» **Your instructions**:
All records given below must be printed word for word.

» **Data for processing**:

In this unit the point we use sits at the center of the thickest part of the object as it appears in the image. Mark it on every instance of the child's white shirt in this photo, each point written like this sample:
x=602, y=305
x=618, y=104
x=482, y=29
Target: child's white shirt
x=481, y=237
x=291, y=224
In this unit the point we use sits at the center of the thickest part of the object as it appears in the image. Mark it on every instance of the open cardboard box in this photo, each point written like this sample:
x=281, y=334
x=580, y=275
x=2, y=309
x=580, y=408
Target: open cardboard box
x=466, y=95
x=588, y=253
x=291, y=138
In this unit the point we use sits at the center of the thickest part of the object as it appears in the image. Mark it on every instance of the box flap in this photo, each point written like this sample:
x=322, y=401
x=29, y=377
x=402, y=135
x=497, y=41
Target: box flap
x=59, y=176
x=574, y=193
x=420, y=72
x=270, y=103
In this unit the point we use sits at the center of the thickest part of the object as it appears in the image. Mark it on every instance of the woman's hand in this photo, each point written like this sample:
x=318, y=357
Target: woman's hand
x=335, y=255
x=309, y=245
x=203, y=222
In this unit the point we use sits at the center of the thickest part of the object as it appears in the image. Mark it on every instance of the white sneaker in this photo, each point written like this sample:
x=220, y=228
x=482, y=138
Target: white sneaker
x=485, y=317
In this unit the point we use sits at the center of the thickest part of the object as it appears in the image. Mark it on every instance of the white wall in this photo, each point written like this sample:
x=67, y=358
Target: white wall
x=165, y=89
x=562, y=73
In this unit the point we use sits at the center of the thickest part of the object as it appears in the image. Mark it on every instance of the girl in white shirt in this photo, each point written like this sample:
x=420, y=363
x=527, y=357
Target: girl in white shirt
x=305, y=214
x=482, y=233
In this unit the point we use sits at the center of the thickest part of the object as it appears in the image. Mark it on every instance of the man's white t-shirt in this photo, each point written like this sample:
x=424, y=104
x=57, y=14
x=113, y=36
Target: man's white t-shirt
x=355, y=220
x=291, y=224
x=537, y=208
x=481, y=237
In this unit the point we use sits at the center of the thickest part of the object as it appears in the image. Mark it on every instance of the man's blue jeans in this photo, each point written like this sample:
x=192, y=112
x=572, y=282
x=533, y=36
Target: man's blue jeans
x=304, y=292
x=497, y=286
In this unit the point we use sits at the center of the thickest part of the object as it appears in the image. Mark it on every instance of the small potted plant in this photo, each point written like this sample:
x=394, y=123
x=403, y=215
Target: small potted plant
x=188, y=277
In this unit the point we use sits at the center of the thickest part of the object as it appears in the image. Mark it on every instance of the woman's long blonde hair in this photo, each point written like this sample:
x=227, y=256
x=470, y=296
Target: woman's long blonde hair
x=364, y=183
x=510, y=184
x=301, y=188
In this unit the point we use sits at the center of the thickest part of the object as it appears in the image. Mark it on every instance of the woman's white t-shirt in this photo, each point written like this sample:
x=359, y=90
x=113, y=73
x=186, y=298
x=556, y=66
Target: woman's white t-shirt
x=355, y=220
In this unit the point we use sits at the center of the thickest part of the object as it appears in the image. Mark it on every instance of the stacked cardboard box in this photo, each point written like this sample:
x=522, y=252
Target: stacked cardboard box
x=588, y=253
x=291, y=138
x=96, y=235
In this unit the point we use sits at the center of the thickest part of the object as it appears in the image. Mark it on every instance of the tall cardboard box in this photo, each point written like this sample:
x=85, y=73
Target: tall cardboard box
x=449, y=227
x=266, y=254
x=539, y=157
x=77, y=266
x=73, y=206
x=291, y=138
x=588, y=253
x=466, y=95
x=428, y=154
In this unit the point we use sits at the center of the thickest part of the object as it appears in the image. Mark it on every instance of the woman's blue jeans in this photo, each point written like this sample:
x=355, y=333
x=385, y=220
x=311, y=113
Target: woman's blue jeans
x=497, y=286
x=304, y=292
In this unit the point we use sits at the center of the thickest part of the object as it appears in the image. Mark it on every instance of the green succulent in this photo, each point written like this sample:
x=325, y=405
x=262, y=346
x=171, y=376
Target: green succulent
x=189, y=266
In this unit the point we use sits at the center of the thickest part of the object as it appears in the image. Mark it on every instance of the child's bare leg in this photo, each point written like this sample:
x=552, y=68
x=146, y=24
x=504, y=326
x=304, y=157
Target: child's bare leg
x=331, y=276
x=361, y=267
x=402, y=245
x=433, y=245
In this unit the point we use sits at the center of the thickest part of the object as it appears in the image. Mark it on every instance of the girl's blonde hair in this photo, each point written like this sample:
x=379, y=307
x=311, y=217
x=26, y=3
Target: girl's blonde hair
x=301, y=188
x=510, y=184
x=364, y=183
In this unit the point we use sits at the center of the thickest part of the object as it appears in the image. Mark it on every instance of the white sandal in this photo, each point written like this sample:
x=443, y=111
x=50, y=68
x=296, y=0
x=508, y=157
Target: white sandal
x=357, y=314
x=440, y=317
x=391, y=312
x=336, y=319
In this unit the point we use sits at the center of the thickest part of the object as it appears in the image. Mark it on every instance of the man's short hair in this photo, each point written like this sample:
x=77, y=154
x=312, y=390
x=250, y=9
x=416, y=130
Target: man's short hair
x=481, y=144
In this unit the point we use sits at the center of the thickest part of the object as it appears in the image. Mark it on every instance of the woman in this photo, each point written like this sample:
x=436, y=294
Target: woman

» **Output for this task**:
In this unit the point we use sits at the center of the thickest part of the object as it appears in the image. Mark it on every instance of the child's white shirt in this photo, each point written like this sample:
x=602, y=305
x=618, y=104
x=482, y=29
Target: child's white shirt
x=481, y=237
x=291, y=224
In this unit the point we use sits at the center of the thickest part of the object as it appears in the image. Mark it on every instance of the open cardboard box in this photo, each point written like this sample:
x=281, y=334
x=580, y=275
x=2, y=309
x=580, y=408
Target: open cardboard box
x=466, y=95
x=588, y=253
x=291, y=138
In this unit the point we use sits at the center of the thickest part of the object as it appears in the image. Mark it on every instance of the box flap in this photo, each point written like this sample:
x=322, y=401
x=29, y=377
x=402, y=135
x=497, y=41
Target: box flap
x=59, y=176
x=574, y=193
x=420, y=72
x=270, y=103
In this unit the point we use sits at the center of the thickest part of the object as it appears in the image. Mark it on every instance of the woman's hand in this photo, each point written like this sample:
x=318, y=357
Target: woman's hand
x=335, y=255
x=309, y=245
x=203, y=222
In this unit the point we use sits at the center of the thickest part of the object as it appears in the image. Mark it on every instance of the white sneaker in this photo, each point written like this sample:
x=220, y=228
x=482, y=138
Target: white sneaker
x=485, y=317
In this unit the point we use sits at the center of the thickest part of the object as it appears in the image. Mark it on every instance of the white wall in this photo, each point written like this sample:
x=67, y=358
Target: white wall
x=165, y=89
x=562, y=73
In this unit the point we use sits at the center of the thickest part of the object as it appears in the image. Mark it on every instance of the girl in white shirt in this photo, each point written like this sample:
x=420, y=363
x=527, y=357
Target: girl in white shirt
x=305, y=214
x=482, y=233
In this unit the point we use sits at the center of the thickest part of the object as it appears in the image. Mark it on every instance of the man's white t-shirt in this photo, each point written like this sample:
x=424, y=104
x=57, y=14
x=113, y=36
Target: man's white t-shirt
x=355, y=220
x=291, y=224
x=537, y=208
x=481, y=237
In this unit the point we use sits at the center of the thickest part of the object as it appears in the image. Mark it on every instance of the man's blue jeans in this photo, each point written like this sample:
x=192, y=112
x=572, y=282
x=533, y=36
Target: man's blue jeans
x=304, y=292
x=497, y=286
In this unit the point we use sits at the center of the thickest part of the object as it appears in the image. Mark it on every instance of the small potted plant in this photo, each point written like this sample:
x=394, y=123
x=403, y=215
Target: small potted plant
x=188, y=277
In this unit the point we use sits at the center of the thickest part of the object as it appears in the image. Mark it on every instance of the woman's long blonde hair in this photo, each point written like this sample:
x=227, y=256
x=470, y=296
Target: woman's long blonde hair
x=364, y=183
x=510, y=184
x=301, y=188
In this unit the point we use sits at the center of the thickest part of the object as it appears in the image. Mark it on every instance of the woman's white t-shirt in this photo, each point written like this sample:
x=359, y=90
x=113, y=73
x=186, y=298
x=556, y=66
Target: woman's white t-shirt
x=355, y=220
In this unit the point we use sits at the center of the thickest part of the object as it appears in the image. Mark it on every instance of the stacked cardboard box in this photo, each point written like this sample:
x=522, y=252
Target: stacked cardboard box
x=588, y=253
x=291, y=138
x=96, y=235
In this unit the point we use sits at the center of the thickest part of the object as it appears in the image. Mark it on every instance of the tall cardboard box in this photo, each point written like this sample:
x=85, y=73
Target: tall cardboard box
x=449, y=227
x=266, y=254
x=539, y=157
x=77, y=266
x=73, y=206
x=291, y=138
x=588, y=253
x=466, y=95
x=428, y=154
In this unit the point we use sits at the center of the thickest part of the object as it appears in the image. Mark it on every instance of the woman's blue jeans in this photo, each point written like this sample:
x=355, y=333
x=385, y=220
x=311, y=113
Target: woman's blue jeans
x=497, y=286
x=304, y=292
In this unit the point we use sits at the center of the thickest part of the object as it appears in the image. Mark it on every instance of the green succulent in this photo, each point written like this sample:
x=325, y=405
x=262, y=346
x=171, y=376
Target: green succulent
x=189, y=266
In this unit the point we use sits at the center of the thickest part of the object as it appears in the image. Mark it on every instance of the child's bare leg in this photo, each point written like this sample:
x=552, y=68
x=146, y=24
x=504, y=326
x=304, y=157
Target: child's bare leg
x=331, y=276
x=361, y=267
x=402, y=245
x=433, y=245
In this unit the point we use sits at the center of the thickest part of the object as it appears in the image. Mark it on every instance of the girl's blonde hair in this photo, each point written like this sample:
x=379, y=307
x=311, y=217
x=26, y=3
Target: girl's blonde hair
x=301, y=188
x=510, y=184
x=364, y=183
In this unit the point we use sits at the center of the thickest part of the object as it appears in the image. Mark it on every instance of the white sandal in this photo, each point written like this sample:
x=443, y=111
x=50, y=68
x=296, y=0
x=508, y=157
Target: white sandal
x=357, y=314
x=440, y=317
x=391, y=312
x=336, y=319
In this unit the point we use sits at the center of the thickest part of the object as it appears in the image. Mark it on every instance of the man's short hair in this photo, each point written like this sample:
x=77, y=154
x=312, y=390
x=250, y=9
x=416, y=130
Target: man's short hair
x=481, y=144
In this unit the point we use sits at the center of the thickest part of the object as it appears in the image. Mark it on every instance of the woman in this photo, each point written like this sample:
x=436, y=294
Target: woman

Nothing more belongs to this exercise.